● Document text:
—————

Marcel Winatschek

Ten Missions, Zero Promises

Friday is theoretically everyone’s favorite day. You spend the week constructing ambitious weekend plans—elaborate, reckless, possibly illegal—and then Saturday arrives and you’re in yesterday’s clothes on the couch, eating something delivered by a stranger, watching something you’ve already seen. This is fine. This is the shape of modern life. But on the off chance you’d prefer otherwise, here are ten missions.

One: dump your partner and spend the money saved on an iPad and whatever novelty peripheral you’ve been too self-conscious to search for in normal browsing mode. Economically rational in the long run. Two: write an emotional hate letter to this dispatch—really commit to it, insults and grievances and ancient scores, something attached that shouldn’t be. Send it. Three: compose a series of tweets making fun of America, circulate them widely, then spend the following weekend explaining yourself to a border agent at JFK.

Four: go through your recent flash photos and check whether you have only one red eye. Two red eyes is a camera problem. One red eye is potentially leukocoria, which can indicate a tumor behind the retina. Enjoy that information going into the weekend. Five: Community needs saving. You may not have watched it yet—get loud about it anyway. Six: someone has edited a version of Steve Jobs back to life, more or less, and the four minutes are worth it.

—————

● Input data:

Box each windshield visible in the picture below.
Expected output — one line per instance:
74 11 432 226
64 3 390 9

—————

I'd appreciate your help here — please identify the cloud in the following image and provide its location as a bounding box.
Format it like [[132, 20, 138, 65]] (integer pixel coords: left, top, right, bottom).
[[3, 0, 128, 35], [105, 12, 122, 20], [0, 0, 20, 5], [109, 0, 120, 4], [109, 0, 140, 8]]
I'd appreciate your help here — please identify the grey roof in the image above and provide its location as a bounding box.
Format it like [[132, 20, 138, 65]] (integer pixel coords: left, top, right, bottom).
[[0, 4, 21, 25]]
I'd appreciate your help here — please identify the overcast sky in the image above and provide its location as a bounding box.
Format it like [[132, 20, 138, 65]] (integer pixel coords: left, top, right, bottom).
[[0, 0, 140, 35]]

—————

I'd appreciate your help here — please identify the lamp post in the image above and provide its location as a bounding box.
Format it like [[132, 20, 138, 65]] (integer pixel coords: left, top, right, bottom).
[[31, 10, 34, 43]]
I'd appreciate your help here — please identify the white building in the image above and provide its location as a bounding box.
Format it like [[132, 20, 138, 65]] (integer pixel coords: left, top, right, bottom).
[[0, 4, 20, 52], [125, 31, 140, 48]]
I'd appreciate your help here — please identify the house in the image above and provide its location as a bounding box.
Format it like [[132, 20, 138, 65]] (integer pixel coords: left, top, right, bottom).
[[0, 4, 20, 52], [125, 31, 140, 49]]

—————

● Things to do:
a - List every numbered mission in the weekend-missions text, in order, with a one-line summary of each.
b - Pick up the weekend-missions text after its final sentence and carry it on from there.

● Answers to this exercise:
a -
One: Dump your partner and spend the money saved on an iPad and a novelty peripheral.
Two: Write an emotional hate letter to this dispatch and send it.
Three: Compose tweets making fun of America, circulate them widely, then explain yourself to a border agent at JFK the following weekend.
Four: Check your recent flash photos for only one red eye, a possible sign of leukocoria.
Five: Get loud about saving Community, even if you haven't watched it.
Six: Watch the four-minute edit that brings Steve Jobs back to life, more or less.

b -
Seven: at some point this weekend a friend will drink past all reasonable threshold. This is when you insert fireworks somewhere they shouldn’t be inserted. Know in advance that this is an actionable civil offense and your friend will, in fact, pursue it. Eight: acquire a new hobby. Affixing strange stickers to strangers without their knowledge. Collecting hair ties sorted by color. Getting a GIF tattooed on your forearm. Any of these will do. Nine: there’s snow outside—go be in it before it turns to brown slush. Build something, throw something, stand in it until going back inside feels earned. Ten: buy your daughter SpongeBob tampons for her birthday. Somebody has to introduce her to both concepts eventually. It might as well be you, and it might as well be simultaneously.